Exercise task 1: In the forum thread about a Modern Greek New Testament, which two books does the reply say have been translated into Classical Latin?
Exercise task 2: Continue the forum thread about a Modern Greek New Testament from the point where it stops.

Source document:
════

# A little help from the Greek scholars, please



## Pilgrim (Sep 4, 2014)

I recently acquired a Modern Greek New Testament, as described here. The copyright page says "The New Testament in Modern Greek (Ancient with Modern Greek Translation)". 

So you have the Modern Greek on one page and the "Ancient" Greek on the other. What I'm wanting help with is confirming whether or not the "Ancient" Greek here is Koine Greek or if it is indeed the Ancient Greek of Homer and so on? 

Thanks!


----------



## Pilgrim (Sep 4, 2014)

View attachment 4003

View attachment 4004

Let's see if the pics come through this time!


----------



## CJW (Sep 4, 2014)

I still can't see the attachments, but just hazarding a guess sight unseen, I'd guess it to be a translation of Koine into modern Greek. I just can't conceive of any need for the Koine to be translated back into an earlier, more complex form of Greek. Anyone who knows Homeric or Classical Greek would have no problem reading the Koine, whereas a modern Greek speaker would struggle greatly with the Koine thus requiring a translation. (Of course, Winnie the Pooh and The Cat in the Hat have both been translated into Classical Latin, so who knows the lengths scholars of languages will go to! )

════

Dataset excerpts on object pointing

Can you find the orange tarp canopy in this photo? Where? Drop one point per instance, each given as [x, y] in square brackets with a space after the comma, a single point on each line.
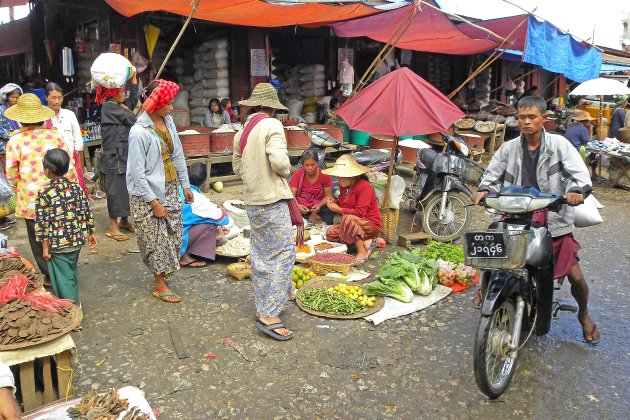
[249, 12]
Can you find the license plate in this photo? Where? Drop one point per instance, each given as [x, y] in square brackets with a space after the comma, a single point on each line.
[485, 245]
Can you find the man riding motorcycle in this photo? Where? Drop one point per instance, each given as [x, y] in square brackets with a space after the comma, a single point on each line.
[551, 164]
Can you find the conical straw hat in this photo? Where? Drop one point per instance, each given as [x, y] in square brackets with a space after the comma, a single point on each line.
[346, 167]
[29, 109]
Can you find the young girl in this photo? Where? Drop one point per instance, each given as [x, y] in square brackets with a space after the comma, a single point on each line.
[216, 116]
[63, 222]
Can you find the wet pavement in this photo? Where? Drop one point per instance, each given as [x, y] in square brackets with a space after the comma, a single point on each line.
[417, 366]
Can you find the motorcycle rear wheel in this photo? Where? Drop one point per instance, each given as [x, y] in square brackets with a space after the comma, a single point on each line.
[447, 231]
[493, 367]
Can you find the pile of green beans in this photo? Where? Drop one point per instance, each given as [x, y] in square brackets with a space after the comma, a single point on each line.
[323, 300]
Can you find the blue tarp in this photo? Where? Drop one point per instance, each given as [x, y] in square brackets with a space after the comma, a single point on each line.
[559, 52]
[606, 67]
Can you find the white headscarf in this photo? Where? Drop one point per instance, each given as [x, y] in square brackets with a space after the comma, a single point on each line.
[9, 87]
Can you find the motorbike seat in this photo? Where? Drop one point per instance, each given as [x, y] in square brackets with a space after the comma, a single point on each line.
[427, 157]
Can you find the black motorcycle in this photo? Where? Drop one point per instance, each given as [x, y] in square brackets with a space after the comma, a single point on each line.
[515, 259]
[438, 193]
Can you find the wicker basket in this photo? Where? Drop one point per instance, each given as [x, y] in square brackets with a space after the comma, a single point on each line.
[390, 224]
[624, 135]
[323, 268]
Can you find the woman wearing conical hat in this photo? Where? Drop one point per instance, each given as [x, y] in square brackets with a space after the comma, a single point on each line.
[25, 151]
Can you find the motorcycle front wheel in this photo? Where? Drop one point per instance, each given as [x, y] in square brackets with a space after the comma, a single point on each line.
[456, 218]
[493, 366]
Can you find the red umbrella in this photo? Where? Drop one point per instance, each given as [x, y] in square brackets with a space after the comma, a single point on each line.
[400, 104]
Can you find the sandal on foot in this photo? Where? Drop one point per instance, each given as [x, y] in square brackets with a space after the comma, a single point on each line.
[190, 264]
[270, 330]
[119, 237]
[594, 331]
[164, 297]
[129, 229]
[477, 300]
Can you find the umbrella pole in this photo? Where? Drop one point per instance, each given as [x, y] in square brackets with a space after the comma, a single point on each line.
[179, 36]
[390, 172]
[600, 119]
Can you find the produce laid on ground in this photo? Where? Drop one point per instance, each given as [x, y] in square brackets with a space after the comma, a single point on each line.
[353, 292]
[303, 249]
[330, 302]
[104, 405]
[325, 263]
[403, 274]
[236, 247]
[301, 276]
[444, 251]
[450, 273]
[32, 317]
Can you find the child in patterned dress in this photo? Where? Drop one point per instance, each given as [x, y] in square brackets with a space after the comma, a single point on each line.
[63, 223]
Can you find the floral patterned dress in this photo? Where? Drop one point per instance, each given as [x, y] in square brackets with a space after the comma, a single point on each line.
[25, 153]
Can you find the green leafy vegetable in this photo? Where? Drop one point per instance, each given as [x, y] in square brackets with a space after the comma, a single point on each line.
[419, 273]
[444, 251]
[389, 287]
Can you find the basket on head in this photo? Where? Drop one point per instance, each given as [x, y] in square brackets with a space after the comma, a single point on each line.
[390, 224]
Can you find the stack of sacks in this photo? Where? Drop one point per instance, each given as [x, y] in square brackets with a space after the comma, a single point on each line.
[313, 80]
[211, 78]
[84, 62]
[309, 111]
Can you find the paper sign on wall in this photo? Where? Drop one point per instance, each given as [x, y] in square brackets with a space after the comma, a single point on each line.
[259, 65]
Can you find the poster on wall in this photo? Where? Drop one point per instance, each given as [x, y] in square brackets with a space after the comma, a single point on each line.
[259, 65]
[345, 53]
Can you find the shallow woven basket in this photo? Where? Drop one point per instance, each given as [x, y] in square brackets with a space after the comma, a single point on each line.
[390, 224]
[325, 283]
[323, 268]
[624, 135]
[240, 270]
[75, 316]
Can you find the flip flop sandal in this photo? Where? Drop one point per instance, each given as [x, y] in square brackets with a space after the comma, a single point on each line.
[593, 330]
[119, 237]
[477, 300]
[162, 297]
[204, 264]
[269, 329]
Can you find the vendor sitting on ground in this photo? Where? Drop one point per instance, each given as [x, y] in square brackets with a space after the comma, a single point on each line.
[357, 205]
[203, 223]
[312, 189]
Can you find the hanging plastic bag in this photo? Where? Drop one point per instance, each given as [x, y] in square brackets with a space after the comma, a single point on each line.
[111, 71]
[7, 197]
[587, 214]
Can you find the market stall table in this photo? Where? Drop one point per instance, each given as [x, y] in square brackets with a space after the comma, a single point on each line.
[216, 158]
[38, 362]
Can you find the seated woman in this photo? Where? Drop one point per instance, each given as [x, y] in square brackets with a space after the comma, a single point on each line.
[216, 116]
[204, 223]
[312, 189]
[357, 205]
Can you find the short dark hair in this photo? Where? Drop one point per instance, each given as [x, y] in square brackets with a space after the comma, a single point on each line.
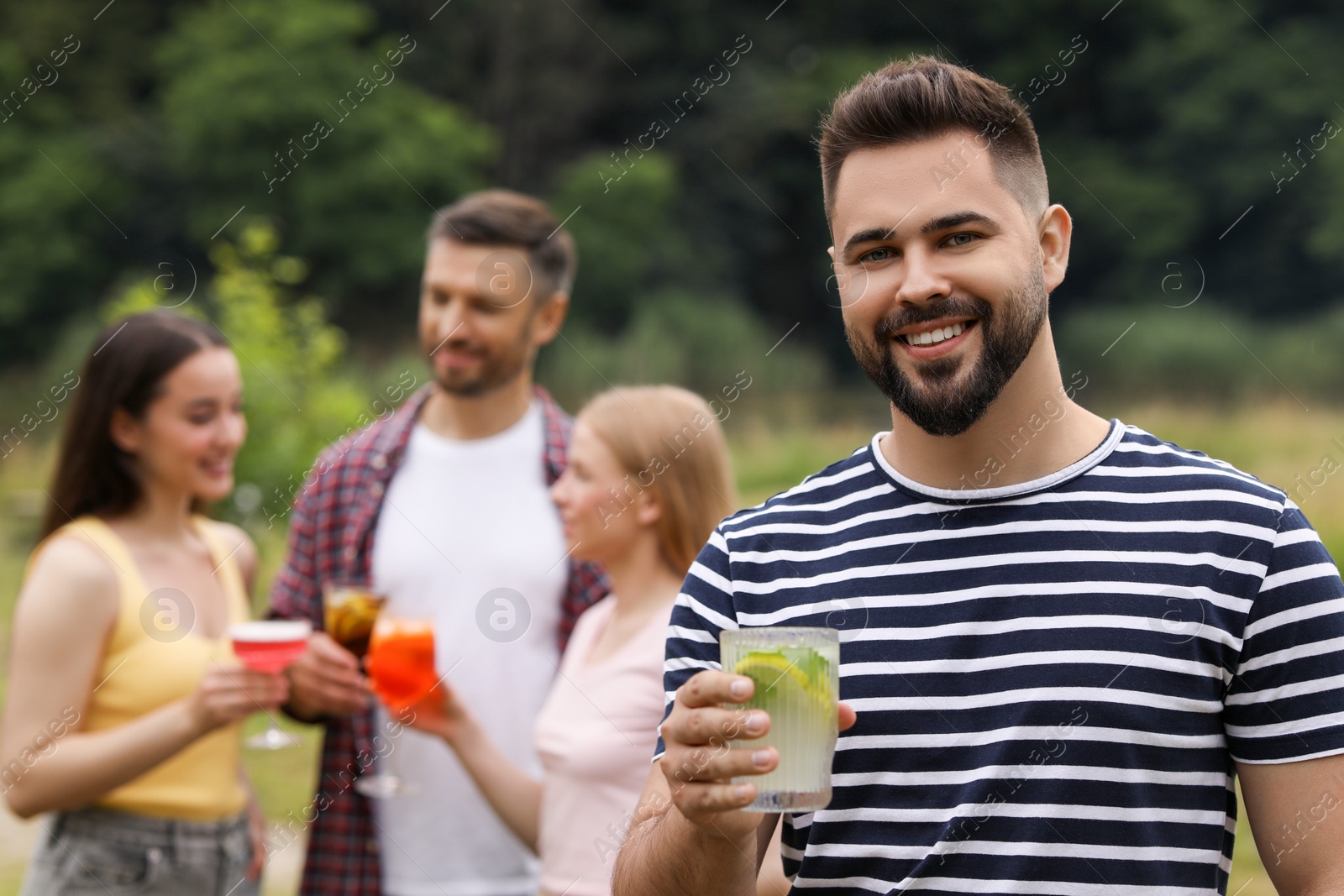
[506, 217]
[125, 369]
[924, 98]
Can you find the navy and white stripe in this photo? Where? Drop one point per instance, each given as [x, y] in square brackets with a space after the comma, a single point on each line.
[1053, 679]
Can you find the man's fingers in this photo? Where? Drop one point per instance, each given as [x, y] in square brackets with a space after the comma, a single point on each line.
[685, 766]
[327, 651]
[711, 688]
[694, 799]
[714, 726]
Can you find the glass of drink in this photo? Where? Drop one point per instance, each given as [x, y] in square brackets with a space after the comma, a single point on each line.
[349, 613]
[270, 645]
[797, 683]
[401, 668]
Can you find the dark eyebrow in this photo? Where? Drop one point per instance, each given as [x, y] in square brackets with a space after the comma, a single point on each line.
[956, 219]
[945, 222]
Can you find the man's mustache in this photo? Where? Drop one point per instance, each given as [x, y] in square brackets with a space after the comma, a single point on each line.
[900, 318]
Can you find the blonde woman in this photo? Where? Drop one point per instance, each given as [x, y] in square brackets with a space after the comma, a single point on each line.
[648, 481]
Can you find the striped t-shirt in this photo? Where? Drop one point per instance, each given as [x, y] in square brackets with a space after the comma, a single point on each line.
[1052, 679]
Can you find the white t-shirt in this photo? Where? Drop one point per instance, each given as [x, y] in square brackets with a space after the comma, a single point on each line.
[460, 520]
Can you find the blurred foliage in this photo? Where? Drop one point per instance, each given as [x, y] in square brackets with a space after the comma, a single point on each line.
[710, 344]
[1171, 123]
[299, 392]
[1203, 355]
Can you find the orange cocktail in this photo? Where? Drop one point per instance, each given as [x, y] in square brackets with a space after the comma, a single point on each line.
[401, 661]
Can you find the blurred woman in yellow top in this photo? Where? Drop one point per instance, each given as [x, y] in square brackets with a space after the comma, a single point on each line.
[124, 699]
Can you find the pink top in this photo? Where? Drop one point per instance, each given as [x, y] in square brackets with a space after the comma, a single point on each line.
[596, 739]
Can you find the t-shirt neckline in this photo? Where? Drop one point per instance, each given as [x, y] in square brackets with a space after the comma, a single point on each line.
[1001, 492]
[530, 421]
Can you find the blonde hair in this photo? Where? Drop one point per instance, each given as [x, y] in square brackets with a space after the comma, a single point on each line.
[669, 443]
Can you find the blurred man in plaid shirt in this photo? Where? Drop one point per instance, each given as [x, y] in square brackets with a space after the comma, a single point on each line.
[444, 506]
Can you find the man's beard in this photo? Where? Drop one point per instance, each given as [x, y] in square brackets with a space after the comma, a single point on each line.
[936, 405]
[497, 369]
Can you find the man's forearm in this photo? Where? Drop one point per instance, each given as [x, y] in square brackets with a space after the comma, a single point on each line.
[665, 855]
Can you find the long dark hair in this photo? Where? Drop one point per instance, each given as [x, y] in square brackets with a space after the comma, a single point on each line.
[125, 369]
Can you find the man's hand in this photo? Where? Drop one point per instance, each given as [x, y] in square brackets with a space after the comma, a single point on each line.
[699, 763]
[327, 680]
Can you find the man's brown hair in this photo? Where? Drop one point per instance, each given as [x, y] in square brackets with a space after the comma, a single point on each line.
[924, 98]
[506, 217]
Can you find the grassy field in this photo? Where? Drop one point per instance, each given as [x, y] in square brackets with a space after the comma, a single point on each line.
[1276, 443]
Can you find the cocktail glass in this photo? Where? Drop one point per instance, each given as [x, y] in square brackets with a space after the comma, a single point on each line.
[349, 613]
[797, 683]
[270, 645]
[401, 668]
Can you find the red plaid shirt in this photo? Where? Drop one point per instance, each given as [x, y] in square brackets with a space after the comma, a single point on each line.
[331, 537]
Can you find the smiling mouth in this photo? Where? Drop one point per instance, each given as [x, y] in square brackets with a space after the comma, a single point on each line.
[934, 335]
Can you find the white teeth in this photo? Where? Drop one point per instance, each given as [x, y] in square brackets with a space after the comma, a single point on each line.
[931, 338]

════

Result 1: Winnie the Pooh and The Cat in the Hat.

Result 2:
----------



## Pilgrim (Sep 5, 2014)

It looks like moderator approval is needed for the attachments to display. I'm guessing that it is the UBS text of the day on one page and the Modern Greek NT on the other. I was just puzzled at the reference to "Ancient Greek."


----------



## NaphtaliPress (Sep 5, 2014)

attachements approved; should be viewable on the OP now.


----------



## Pilgrim (Sep 5, 2014)

NaphtaliPress said:


> attachements approved; should be viewable on the OP now.



Thanks, Chris!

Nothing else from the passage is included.